● Task brief: Print every one of the lines below, word for word and with nothing changed.

Records excerpted from a collection
- - -

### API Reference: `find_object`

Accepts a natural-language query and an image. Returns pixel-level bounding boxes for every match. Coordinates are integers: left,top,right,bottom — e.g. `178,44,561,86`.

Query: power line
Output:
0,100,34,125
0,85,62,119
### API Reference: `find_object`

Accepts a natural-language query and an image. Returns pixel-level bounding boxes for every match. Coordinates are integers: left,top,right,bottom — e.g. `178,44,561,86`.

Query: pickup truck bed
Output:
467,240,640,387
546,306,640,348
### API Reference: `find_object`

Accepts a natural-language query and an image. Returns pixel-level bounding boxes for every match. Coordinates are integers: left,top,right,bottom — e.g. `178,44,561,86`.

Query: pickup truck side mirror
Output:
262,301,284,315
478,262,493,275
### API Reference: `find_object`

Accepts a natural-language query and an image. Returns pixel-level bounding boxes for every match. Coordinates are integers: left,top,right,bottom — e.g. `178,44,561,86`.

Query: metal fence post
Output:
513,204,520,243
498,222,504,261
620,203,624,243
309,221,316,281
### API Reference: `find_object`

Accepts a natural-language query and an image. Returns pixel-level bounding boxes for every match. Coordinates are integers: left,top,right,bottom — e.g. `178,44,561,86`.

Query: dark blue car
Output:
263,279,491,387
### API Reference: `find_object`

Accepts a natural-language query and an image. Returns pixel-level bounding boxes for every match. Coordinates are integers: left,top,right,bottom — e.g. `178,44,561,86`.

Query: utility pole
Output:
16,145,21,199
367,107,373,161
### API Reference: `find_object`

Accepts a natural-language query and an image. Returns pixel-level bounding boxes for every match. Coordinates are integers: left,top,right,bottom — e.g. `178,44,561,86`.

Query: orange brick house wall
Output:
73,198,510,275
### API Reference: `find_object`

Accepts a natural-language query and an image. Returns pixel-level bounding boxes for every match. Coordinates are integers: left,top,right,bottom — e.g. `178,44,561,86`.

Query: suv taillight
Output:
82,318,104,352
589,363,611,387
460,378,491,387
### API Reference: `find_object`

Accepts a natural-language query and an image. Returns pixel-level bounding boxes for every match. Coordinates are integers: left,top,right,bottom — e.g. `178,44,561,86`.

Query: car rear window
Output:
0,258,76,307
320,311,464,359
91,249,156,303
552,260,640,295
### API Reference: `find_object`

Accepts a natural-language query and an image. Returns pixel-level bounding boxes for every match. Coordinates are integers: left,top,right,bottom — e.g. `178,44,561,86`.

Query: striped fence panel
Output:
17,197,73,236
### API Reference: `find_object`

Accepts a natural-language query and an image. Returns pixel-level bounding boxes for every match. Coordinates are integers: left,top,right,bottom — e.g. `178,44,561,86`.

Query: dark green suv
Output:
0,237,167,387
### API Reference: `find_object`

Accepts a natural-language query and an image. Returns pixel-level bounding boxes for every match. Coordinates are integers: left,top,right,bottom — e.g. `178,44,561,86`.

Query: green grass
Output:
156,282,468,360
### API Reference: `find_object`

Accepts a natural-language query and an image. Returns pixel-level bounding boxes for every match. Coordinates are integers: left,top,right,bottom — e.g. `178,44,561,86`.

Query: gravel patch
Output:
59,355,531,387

- - -

● Result of the task:
### API Reference: `find_object`

Accepts a natural-language query and an image. Returns pixel-level bounding boxes for every match. Coordinates are integers: left,top,right,bottom — e.g. `178,44,561,86`.

Query: power line
Output:
0,100,34,125
0,85,62,119
### API Reference: `find_object`

Accepts a natural-language query and an image. Returns pixel-level bounding boxes for every match. Coordinates are integers: left,top,right,bottom — e.g. `178,44,561,86`.

Query: pickup truck bed
Output:
467,240,640,387
546,306,640,348
### API Reference: `find_object`

Accepts a natural-language query and an image. Returns pixel-level bounding boxes for every match. Coordinates are integers: left,top,right,bottom — e.g. `178,44,561,86`.

Query: pickup truck side mirror
Output:
262,301,284,315
478,262,493,275
### API Reference: `find_object`

Accepts a natural-language query and an image. Returns pixel-level bounding boxes for every match. Coordinates are integers: left,top,right,bottom — e.g. `178,44,561,86`.

Query: metal fence post
Output:
513,204,520,243
498,222,504,261
620,203,624,243
309,221,316,281
### API Reference: `find_object`

Accepts a natural-language query and an image. Returns pixel-level bounding boxes for every match. Coordinates are integers: left,top,right,bottom — e.g. `178,44,561,86`.

Query: dark blue car
Output:
263,279,491,387
### API Reference: `find_object`

Accepts a natural-language query and an image. Returns pixel-level bounding boxes for every match. Coordinates are integers: left,top,right,bottom — e.g. `178,44,561,86`.

Query: utility pole
Output:
16,145,21,199
367,107,373,161
### API Reference: `find_object`

Accepts a natural-language query and an image. Returns pixel-level bounding boxes for every match. Coordinates are integers: left,top,right,bottom — e.g. `178,44,561,86`.

Query: orange brick house wall
Output:
73,198,510,275
### API Reference: `find_object`

Accepts a natural-language query and an image. Returns pixel-level bounding boxes for every match. Coordinates are integers: left,top,right,bottom — e.g. `178,44,561,86`.

Query: suv taillight
Output:
82,318,104,352
589,363,611,387
460,378,491,387
### API Reference: `find_object`

Accepts a natural-language query and an image. Returns pixel-level bounding boxes for every match. Coordinates are integers: left,top,right,bottom — e.g. `178,44,561,86`.

Query: car rear window
Output:
0,258,76,307
320,311,464,359
91,249,156,303
552,260,640,295
### API Reference: `find_object`

Accepts a natural-language query and an image. Returns pixel-level bounding boxes for every match. Coordinates are integers: left,top,right,bottom — e.g. `178,44,561,86`.

Query: striped fence panel
Output:
17,197,73,236
### API Reference: `find_object`

Accepts a natural-language query and an image. Returns pixel-level bounding boxes for every match. Coordinates are integers: left,top,right,bottom — e.g. `178,44,561,86`.

Query: dark green suv
Output:
0,237,167,387
### API Reference: `find_object`

Accepts a natural-language query and an image. Returns pixel-level bounding boxes for every match. Coordinates are integers: left,top,right,bottom — e.g. `178,44,561,86`.

Query: green grass
Output:
156,282,468,360
### API Reference: `find_object`

Accepts a natural-language query and an image. Returns pixel-level bounding boxes for every match. Coordinates are integers: left,top,right,bottom — e.g. `178,44,561,86`.

Query: gravel patch
Output:
59,355,531,387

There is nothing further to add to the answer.